#### Text for analysis
________________________

Morrison contributes one original, "No Way Pedro." The rest of the set is a high-spirited frolic through a baker's dozen of '50s classics by the likes of Williams (covered three times), bluesman John Lee Hooker (with whom Morrison also has collaborated), rock 'n' roll guitar slinger Bo Diddley and, perhaps predictably, Jerry Lee Lewis.
"Van has been wanting to do some stuff with my brother for a long time," says Lewis during a phone interview from her home overseas. "Van has loved my brother's music since he was a boy. They are friends, but Jerry Lee is not real big on going into the studio these days. Van heard what I was doing and he thought 'Well, this is the real thing. I like this.' He felt we could do something good together, but neither one of us knew it was going to turn out the way it did."
Lewis first crossed paths with Morrison in 1993 at a Jerry Lee Lewis convention at the King's Hotel in Newport in South Wales. Earlier this year they shared dinner and a conversation about music, discovering they liked the same kinds of songs. Morrison heard Lewis perform during a sound check before one of her concerts. A week later, Lewis caught Morrison's show in Cardiff, Wales, and they got together for an after-hours jam session.

________________________

#### Exercise A
In the Morrison passage, where did Lewis first cross paths with Morrison in 1993?
#### Exercise B
Please echo the part of the Morrison passage that opens with the words containing "Morrison contributes one" and closes with "Jerry Lee Lewis.".
You won't need the listing.

#### Stored data
________________________

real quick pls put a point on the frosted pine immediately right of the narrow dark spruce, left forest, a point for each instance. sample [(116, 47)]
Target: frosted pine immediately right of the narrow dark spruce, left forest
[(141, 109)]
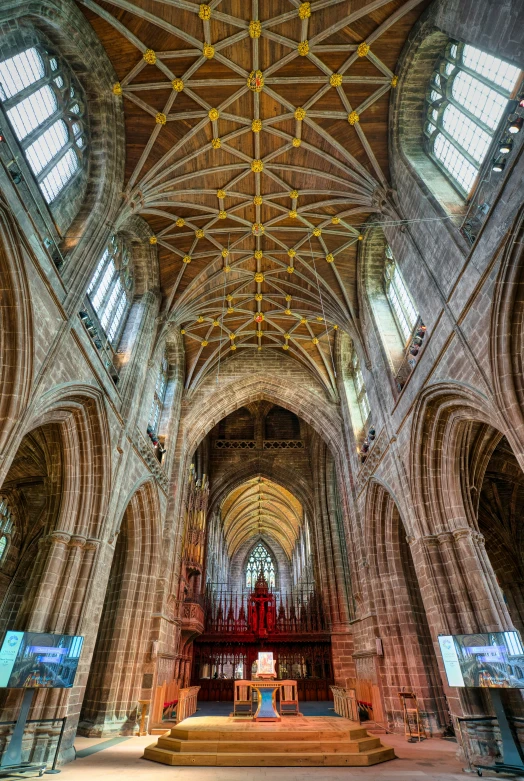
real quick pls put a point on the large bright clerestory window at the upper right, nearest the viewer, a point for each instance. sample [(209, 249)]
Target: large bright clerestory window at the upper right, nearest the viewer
[(468, 94)]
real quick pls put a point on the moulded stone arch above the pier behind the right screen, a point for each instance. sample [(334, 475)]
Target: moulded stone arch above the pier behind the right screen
[(438, 467)]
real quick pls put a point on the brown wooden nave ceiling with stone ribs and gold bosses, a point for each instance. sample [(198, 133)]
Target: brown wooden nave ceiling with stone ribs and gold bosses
[(256, 149)]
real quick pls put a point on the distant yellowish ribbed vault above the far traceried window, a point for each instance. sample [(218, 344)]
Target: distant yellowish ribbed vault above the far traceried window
[(260, 508)]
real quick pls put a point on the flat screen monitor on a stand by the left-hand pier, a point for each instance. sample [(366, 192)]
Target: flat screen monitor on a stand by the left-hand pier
[(35, 660)]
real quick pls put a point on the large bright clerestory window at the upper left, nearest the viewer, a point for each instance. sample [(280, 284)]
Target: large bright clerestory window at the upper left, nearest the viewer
[(44, 106)]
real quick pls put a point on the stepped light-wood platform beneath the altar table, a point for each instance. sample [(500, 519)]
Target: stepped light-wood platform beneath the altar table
[(295, 741)]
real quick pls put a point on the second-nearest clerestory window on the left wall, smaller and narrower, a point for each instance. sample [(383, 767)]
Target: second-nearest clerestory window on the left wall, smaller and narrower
[(110, 289)]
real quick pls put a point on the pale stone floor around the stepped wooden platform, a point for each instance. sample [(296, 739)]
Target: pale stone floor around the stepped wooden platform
[(104, 759)]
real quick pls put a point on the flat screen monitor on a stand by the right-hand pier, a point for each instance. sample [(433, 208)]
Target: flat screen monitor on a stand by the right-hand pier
[(493, 660)]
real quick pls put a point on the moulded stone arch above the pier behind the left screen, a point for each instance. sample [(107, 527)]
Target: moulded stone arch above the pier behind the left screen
[(80, 412)]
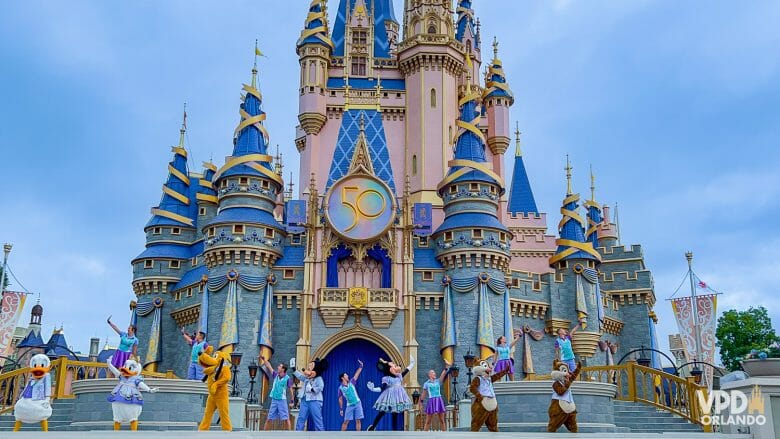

________________________

#### Task answer A
At a Jerry Lee Lewis convention at the King's Hotel in Newport in South Wales.

#### Task answer B
Morrison contributes one original, "No Way Pedro." The rest of the set is a high-spirited frolic through a baker's dozen of '50s classics by the likes of Williams (covered three times), bluesman John Lee Hooker (with whom Morrison also has collaborated), rock 'n' roll guitar slinger Bo Diddley and, perhaps predictably, Jerry Lee Lewis.